- **Do this**
Write out, word for word, only the lines from the one containing "the white cloth" through the final line of the data.

Records from a data collection:
....

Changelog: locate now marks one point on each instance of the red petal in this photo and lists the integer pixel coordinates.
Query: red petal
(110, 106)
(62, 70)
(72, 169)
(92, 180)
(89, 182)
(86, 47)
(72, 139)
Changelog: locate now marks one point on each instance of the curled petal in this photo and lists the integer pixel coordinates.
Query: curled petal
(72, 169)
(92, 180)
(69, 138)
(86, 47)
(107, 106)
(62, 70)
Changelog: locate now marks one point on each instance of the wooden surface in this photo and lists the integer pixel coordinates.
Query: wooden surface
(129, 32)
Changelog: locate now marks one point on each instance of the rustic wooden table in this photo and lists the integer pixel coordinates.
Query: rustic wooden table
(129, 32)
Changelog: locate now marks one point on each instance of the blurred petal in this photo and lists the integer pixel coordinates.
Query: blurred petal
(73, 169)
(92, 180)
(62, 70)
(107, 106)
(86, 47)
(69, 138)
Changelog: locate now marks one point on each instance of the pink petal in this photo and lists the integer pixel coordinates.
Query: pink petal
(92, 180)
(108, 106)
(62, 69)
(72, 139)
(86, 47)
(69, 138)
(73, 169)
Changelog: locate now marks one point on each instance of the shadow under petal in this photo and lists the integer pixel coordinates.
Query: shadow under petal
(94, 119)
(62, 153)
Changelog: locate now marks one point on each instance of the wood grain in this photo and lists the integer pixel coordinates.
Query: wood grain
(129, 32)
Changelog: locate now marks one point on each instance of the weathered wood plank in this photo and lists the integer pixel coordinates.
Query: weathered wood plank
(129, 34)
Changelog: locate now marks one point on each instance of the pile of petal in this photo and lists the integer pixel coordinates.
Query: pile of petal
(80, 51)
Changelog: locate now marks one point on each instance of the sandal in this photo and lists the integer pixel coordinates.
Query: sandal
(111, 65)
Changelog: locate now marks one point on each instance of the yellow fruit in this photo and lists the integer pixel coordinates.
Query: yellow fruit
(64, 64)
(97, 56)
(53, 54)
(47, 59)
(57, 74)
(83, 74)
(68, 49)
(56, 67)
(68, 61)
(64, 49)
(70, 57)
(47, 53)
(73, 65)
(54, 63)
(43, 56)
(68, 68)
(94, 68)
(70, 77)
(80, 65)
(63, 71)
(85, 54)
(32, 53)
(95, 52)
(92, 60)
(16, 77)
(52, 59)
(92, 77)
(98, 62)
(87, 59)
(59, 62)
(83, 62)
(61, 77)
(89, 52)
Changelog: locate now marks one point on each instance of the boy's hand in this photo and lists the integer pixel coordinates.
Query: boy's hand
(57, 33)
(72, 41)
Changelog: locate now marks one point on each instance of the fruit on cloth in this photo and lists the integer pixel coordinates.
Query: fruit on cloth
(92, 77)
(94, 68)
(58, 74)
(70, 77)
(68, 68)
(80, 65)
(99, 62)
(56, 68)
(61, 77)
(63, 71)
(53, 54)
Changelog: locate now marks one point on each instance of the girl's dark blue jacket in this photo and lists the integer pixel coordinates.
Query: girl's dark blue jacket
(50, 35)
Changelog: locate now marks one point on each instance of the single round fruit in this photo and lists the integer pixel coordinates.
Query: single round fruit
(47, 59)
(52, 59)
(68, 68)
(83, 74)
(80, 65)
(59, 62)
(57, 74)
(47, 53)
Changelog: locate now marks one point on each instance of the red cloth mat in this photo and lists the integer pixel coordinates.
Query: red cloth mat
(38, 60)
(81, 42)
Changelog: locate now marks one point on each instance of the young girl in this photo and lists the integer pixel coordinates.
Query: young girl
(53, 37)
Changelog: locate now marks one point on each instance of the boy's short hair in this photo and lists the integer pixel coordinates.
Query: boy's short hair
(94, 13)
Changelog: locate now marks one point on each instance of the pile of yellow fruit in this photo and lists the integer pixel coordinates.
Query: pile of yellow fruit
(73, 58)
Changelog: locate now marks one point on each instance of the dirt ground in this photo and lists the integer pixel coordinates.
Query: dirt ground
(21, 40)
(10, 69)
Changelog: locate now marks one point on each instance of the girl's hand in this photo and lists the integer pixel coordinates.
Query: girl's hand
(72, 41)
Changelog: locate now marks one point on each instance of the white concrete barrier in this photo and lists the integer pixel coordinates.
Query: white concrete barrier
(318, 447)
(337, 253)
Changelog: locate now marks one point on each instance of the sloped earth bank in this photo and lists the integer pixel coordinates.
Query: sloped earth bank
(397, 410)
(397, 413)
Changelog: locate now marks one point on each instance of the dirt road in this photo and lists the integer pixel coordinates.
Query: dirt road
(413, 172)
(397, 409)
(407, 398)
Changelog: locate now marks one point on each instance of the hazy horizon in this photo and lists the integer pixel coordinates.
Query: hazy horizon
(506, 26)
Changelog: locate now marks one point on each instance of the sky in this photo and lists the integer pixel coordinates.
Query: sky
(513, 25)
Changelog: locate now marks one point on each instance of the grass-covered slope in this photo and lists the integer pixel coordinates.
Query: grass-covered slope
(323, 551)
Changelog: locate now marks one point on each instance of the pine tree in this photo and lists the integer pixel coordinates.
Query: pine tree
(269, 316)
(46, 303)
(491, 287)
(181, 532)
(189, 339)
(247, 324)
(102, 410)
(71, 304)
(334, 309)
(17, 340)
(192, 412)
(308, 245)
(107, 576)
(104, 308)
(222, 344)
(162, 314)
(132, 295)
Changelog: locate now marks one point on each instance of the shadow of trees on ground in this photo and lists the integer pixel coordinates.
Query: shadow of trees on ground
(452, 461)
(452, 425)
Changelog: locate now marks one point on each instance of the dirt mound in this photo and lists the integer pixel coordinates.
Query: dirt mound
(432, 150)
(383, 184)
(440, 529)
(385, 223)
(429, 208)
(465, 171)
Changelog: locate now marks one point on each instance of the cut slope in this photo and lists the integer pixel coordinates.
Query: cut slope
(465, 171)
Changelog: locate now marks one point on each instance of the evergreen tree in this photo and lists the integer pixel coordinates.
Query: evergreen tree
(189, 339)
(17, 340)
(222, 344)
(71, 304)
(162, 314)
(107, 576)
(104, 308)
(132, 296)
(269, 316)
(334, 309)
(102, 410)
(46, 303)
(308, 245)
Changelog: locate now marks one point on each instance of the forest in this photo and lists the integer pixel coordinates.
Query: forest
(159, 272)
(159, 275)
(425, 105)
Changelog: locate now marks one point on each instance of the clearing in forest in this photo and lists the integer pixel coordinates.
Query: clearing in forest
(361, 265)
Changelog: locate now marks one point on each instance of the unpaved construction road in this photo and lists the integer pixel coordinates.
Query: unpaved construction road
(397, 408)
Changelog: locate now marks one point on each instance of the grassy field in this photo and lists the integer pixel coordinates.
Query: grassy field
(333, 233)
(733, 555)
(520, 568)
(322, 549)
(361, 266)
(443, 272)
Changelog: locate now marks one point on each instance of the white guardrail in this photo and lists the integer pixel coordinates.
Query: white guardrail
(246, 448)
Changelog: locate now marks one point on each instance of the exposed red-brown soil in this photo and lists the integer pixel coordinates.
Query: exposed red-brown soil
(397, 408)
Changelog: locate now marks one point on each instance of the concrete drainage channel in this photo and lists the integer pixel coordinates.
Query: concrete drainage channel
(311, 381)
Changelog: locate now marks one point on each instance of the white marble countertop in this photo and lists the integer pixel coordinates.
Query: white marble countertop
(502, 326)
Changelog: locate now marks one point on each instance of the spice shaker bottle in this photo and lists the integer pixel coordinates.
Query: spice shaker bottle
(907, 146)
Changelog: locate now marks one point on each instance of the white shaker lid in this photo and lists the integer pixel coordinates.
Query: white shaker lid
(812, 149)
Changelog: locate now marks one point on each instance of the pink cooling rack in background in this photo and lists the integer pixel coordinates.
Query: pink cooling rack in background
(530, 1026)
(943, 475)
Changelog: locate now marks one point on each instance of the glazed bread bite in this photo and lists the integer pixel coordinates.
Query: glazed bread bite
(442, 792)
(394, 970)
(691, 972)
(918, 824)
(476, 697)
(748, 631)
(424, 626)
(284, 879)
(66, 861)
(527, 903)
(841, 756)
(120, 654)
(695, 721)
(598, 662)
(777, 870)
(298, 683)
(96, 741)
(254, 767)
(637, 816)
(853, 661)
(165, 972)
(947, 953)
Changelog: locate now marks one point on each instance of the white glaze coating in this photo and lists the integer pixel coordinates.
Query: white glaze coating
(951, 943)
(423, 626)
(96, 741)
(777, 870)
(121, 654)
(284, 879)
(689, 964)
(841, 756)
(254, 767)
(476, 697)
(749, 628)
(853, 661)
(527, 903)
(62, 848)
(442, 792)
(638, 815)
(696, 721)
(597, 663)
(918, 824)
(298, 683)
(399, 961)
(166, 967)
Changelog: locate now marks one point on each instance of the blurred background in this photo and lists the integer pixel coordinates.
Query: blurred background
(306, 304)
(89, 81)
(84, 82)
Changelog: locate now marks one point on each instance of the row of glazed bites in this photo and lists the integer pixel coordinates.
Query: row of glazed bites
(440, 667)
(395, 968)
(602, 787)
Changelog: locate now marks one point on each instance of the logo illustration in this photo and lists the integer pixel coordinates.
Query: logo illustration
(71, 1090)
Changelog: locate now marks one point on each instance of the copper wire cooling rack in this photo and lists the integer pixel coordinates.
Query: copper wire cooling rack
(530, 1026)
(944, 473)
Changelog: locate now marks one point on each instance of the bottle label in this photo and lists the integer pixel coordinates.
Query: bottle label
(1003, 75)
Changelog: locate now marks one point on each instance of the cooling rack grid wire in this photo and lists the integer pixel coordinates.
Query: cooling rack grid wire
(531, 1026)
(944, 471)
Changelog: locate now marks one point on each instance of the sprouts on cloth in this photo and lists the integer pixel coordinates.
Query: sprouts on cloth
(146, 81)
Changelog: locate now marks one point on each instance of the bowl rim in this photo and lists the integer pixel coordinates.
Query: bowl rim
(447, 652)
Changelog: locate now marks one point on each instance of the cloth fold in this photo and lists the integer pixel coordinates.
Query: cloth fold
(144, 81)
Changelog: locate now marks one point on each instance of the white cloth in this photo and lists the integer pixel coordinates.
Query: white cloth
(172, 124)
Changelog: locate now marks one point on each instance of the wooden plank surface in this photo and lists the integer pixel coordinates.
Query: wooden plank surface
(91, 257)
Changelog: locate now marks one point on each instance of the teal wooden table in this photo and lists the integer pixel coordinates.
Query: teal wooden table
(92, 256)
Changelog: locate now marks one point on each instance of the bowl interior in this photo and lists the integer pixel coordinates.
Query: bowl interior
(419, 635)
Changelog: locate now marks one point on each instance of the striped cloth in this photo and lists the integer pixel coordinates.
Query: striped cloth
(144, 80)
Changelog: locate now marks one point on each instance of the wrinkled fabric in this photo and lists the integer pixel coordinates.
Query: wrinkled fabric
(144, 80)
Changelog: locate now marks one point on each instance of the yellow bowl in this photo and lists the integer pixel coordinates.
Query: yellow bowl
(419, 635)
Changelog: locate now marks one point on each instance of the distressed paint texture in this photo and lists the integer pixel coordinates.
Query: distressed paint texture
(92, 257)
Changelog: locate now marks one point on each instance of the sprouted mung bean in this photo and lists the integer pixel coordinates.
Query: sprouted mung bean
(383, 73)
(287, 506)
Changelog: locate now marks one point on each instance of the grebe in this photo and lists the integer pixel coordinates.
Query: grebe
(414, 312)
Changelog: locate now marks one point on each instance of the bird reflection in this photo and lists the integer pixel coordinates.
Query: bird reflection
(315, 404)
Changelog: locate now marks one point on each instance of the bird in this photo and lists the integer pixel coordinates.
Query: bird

....

- **Completed exercise**
Changelog: locate now marks one point on each instance of the white cloth in this photo and lists the integer pixel coordinates.
Query: white cloth
(172, 124)
Changelog: locate now marks one point on each instance of the wooden plank surface in this photo and lists the integer pixel coordinates.
Query: wooden plank surface
(91, 257)
Changelog: locate now marks one point on each instance of the teal wooden table in this photo and lists the integer pixel coordinates.
Query: teal wooden table
(92, 256)
Changelog: locate now marks one point on each instance of the bowl interior in this photo and lists the integer pixel coordinates.
Query: bowl interior
(419, 635)
Changelog: locate now marks one point on each instance of the striped cloth in this photo and lists the integer pixel coordinates.
Query: striped cloth
(144, 80)
Changelog: locate now marks one point on each instance of the wrinkled fabric in this photo and lists the integer pixel coordinates.
Query: wrinkled fabric
(144, 80)
Changelog: locate now marks one point on each instance of the yellow bowl in this photo and lists the integer pixel coordinates.
Query: yellow bowl
(419, 635)
Changelog: locate now marks one point on each instance of the distressed paint texture in this photo and lists the integer pixel coordinates.
Query: distressed paint texture
(92, 257)
Changelog: locate now marks one point on each instance of the sprouted mung bean in this photo and lists the integer pixel coordinates.
Query: sprouted mung bean
(383, 73)
(287, 506)
Changelog: locate now marks one point on each instance of the grebe in this photo and lists the integer pixel coordinates.
Query: grebe
(414, 312)
Changelog: locate now marks one point on each instance of the bird reflection in this photo and lists the integer pixel coordinates.
Query: bird reflection
(315, 404)
Changelog: locate now marks one point on each instance of the bird in this photo and lists the integer pixel coordinates.
Query: bird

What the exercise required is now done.